*Task objective*:
Render each line of the material below as a JSON list of strings, one string per line, and leave out blank lines.

[Some records]
_ _ _ _ _

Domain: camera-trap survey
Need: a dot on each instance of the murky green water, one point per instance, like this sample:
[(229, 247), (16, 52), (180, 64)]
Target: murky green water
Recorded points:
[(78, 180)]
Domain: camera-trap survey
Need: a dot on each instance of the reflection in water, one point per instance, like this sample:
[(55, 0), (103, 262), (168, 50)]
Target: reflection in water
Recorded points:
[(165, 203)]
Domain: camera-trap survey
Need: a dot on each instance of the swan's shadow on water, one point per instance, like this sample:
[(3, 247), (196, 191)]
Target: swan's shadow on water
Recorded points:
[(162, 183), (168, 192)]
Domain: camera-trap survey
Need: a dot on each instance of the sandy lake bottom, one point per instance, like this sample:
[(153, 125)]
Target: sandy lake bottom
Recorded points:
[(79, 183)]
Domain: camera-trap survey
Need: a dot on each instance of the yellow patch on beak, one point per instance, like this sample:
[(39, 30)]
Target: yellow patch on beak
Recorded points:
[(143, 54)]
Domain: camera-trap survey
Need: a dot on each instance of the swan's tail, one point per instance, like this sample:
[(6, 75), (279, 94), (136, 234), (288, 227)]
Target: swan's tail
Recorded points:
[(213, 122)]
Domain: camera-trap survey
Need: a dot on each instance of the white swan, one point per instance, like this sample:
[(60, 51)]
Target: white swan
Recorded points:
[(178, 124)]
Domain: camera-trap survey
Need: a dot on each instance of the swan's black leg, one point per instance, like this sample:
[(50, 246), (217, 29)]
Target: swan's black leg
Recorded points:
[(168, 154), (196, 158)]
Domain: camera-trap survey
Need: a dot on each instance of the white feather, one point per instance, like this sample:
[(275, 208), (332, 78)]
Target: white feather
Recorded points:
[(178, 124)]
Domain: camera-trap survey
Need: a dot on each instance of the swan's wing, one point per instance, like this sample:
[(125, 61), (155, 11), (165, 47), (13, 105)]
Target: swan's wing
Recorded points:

_ _ _ _ _

*Output below*:
[
  "Domain: camera-trap survey",
  "Need: a dot on each instance of the murky green water, one point per instance, like this sample:",
  "[(229, 247), (16, 52), (180, 64)]",
  "Target: murky green water",
  "Recorded points:",
  "[(78, 180)]",
  "Domain: camera-trap survey",
  "Need: a dot on each instance of the reflection in water, one point per instance, like this sample:",
  "[(55, 0), (103, 262), (168, 50)]",
  "Target: reflection in water",
  "Recorded points:",
  "[(165, 203)]",
  "Domain: camera-trap survey",
  "Need: a dot on each instance of the swan's shadow on water, one point per instance, like this sample:",
  "[(3, 247), (196, 191)]",
  "Target: swan's shadow on water",
  "Recorded points:",
  "[(162, 183), (168, 192)]",
  "Domain: camera-trap survey",
  "Need: a dot on each instance of the sandy lake bottom, one point per instance, like this sample:",
  "[(153, 125)]",
  "Target: sandy lake bottom",
  "Recorded points:",
  "[(79, 183)]",
  "Domain: camera-trap survey",
  "Need: a dot on each instance of the yellow patch on beak, one point per instance, like this sample:",
  "[(39, 30)]",
  "Target: yellow patch on beak",
  "Recorded points:",
  "[(143, 54)]",
  "Domain: camera-trap survey",
  "Need: a dot on each instance of the swan's tail, one point per instance, like this sample:",
  "[(6, 75), (279, 94), (136, 234), (288, 227)]",
  "Target: swan's tail",
  "Recorded points:",
  "[(213, 122)]",
  "Domain: camera-trap survey",
  "Need: a dot on each instance of the white swan, one point per instance, like this sample:",
  "[(60, 51)]",
  "Target: white swan",
  "Recorded points:",
  "[(178, 124)]",
  "Domain: camera-trap survey",
  "Need: a dot on each instance of the swan's black leg, one point per instance, like this sample:",
  "[(50, 246), (217, 29)]",
  "Target: swan's black leg",
  "Recorded points:",
  "[(168, 154), (196, 158)]",
  "Domain: camera-trap survey",
  "Need: a dot on each instance of the white feather, one point per instance, like this sample:",
  "[(275, 208), (332, 78)]",
  "Target: white feather",
  "Recorded points:",
  "[(178, 124)]",
  "Domain: camera-trap survey",
  "Need: a dot on each instance of the swan's wing, one point per instance, like this sample:",
  "[(125, 61), (155, 11), (165, 47), (13, 105)]",
  "Target: swan's wing",
  "Recorded points:"
]